Excerpted text:
——
PNetFlow – NetFlow network statistics aggregator from PCAP in C++


Design Components

A typical environment: To have a better understanding of the design decision made during the development of this tool we'll provide an insight of the environment we were intending it to work with. First we were considering capturing network traffic and saving it in a pcap format for the analyzer but as we realized, the pcap library can easily handle packets coming in from the standard input. We have revised our original approach to make the analyzer run in real-time. The University network generates a constant flow of traffic on the network and we have observed everything between 20Mbit/s traffic during breaks and as high as 700Mbit/s traffic during peak times. In order to be able to handle this high volume of traffic a careful design had to be implemented to enable us to analyze the traffic without “dropping” packets and to ensure our tool doesn't run out of memory in the middle of a capture.


Either though the pcap library is able to handle packets from the standard input we had to discover that if the analyzer is unable to finish the necessary calculations before the next packet arrives, that packet will be lost. To overcome this we have implemented separate POSIX threads.

Modelling Network Traffic with Binary Search Trees

In order to achieve the best performance in analyzing the network traffic we have implemented a multi-layered binary search tree structure to hold the information about network flows. The goal was for the data to generate statistics in a Cisco Netflow-like fashion. A Cisco Netflow is defined by a seven-tuple key and we were trying to get as close to that as possible. The seven keys are:

Original netflow information can be found at: [1]

We have implemented six of these, the "Ingress" interface has been left out. The way these keys are used is that each key represent a layer of trees in structure. The original binary search tree has been modified to hold a third three (beside left and right) that represent a sub-level where a different key is used. Once the bottom layer of the trees has been hit, the function that calculates the statistics is being called that either initializes the flow records or updates the currently found one (storeInTree). All other insertions to the other layer are being done by a simple function that just inserts the key into the tree without updating the storage structure (storeInTreeSimple).
——
Exercise requirements:
1 - From the PNetFlow design write-up, extract the passage that opens with the words containing "Original netflow information" and closes with "storage structure (storeInTreeSimple).".
2 - Write what comes next in the PNetFlow design write-up, picking up right after its final sentence.

[Stored data entries]
——
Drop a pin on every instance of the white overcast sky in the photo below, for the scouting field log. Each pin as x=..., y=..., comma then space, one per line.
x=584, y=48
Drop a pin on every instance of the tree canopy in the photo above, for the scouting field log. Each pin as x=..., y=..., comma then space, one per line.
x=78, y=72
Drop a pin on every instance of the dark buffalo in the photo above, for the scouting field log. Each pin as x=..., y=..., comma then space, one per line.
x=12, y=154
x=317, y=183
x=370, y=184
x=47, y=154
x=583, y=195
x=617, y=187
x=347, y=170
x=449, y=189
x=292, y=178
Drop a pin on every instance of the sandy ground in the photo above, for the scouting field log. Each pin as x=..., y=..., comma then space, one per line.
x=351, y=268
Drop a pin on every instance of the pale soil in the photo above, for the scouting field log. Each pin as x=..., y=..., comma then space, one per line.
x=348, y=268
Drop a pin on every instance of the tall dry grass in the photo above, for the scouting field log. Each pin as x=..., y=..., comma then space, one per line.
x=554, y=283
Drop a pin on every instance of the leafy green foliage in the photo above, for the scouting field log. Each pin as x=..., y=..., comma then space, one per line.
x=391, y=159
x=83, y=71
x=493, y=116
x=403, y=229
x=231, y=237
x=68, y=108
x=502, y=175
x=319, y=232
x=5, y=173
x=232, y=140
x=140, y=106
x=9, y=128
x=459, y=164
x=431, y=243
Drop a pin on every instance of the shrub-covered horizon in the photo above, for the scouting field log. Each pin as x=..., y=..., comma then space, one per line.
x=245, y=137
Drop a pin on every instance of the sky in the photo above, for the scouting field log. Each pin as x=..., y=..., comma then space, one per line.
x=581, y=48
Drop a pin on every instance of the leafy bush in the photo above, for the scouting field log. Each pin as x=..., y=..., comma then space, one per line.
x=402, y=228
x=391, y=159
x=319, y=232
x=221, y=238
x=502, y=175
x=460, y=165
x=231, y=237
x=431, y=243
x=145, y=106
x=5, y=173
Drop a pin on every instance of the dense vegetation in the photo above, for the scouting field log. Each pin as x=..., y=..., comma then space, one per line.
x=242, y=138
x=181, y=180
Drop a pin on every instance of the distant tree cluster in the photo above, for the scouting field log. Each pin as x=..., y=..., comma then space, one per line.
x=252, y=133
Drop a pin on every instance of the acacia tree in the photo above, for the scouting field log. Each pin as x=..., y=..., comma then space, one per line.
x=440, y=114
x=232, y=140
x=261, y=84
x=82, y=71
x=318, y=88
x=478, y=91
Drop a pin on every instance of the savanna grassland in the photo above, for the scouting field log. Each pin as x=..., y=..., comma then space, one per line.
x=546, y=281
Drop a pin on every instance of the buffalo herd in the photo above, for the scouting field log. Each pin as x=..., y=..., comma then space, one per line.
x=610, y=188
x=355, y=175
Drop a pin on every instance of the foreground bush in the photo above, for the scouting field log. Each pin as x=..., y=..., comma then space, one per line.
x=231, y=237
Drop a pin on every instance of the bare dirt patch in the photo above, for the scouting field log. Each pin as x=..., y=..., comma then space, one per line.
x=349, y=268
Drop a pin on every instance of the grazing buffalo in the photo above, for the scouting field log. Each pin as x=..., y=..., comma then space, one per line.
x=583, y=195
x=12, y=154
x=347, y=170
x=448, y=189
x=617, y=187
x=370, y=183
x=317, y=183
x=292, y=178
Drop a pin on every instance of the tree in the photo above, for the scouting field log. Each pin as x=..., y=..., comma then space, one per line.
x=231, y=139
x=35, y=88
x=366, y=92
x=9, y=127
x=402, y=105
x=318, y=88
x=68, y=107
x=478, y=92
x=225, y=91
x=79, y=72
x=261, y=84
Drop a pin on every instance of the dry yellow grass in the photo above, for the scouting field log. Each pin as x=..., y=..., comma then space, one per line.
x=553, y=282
——
Outputs by task:
1 -
Original netflow information can be found at: [1]

We have implemented six of these, the "Ingress" interface has been left out. The way these keys are used is that each key represent a layer of trees in structure. The original binary search tree has been modified to hold a third three (beside left and right) that represent a sub-level where a different key is used. Once the bottom layer of the trees has been hit, the function that calculates the statistics is being called that either initializes the flow records or updates the currently found one (storeInTree). All other insertions to the other layer are being done by a simple function that just inserts the key into the tree without updating the storage structure (storeInTreeSimple).

2 -
The order of the keys doesn't matter in respect of the end result, but different type of statistics can be also computed with this structure beside our netflow-like statistics. For example if we were to be interested in all the traffic that happened between two IP addresses we would simply call the function that is responsible for the initialization and update of the flow statistics on the destination IP layer.

We have experimented with Red-black tree's originally but as we observed the code performs queries on the trees more often than insertions hence we decided to use Splay-trees instead. The original Splay-tree has been modified such that it also able to tell if a node has just been inserted or has been in the tree. This function had to be implemented in order to determine if the storage structure needs to be initialized or to be updated after the key had been inserted into the tree.


The feature extractor is also designed to easily decide where the results should be saved. For our project we used MySQL as our data repository for finished flows but any other database engine could be used to save the results to or to do any extra work on the flow data. To extract more information from the flows that we have not covered can be done as well by extending the structure that holds the information and adding the calculations to the storeInTree function.


The software has been tested on Ubuntu 9.04 and up. The following packages are required to compile:

libpcap-dev libmysqlclient-dev libmysql++-dev

Source code can be accessed at:

svn co pnetflow

The project should compile simply by calling make

Input types

PNetFlow can process packets coming from the standard input (-), captures on a local device (live eth0) or from a previously captured pcap file.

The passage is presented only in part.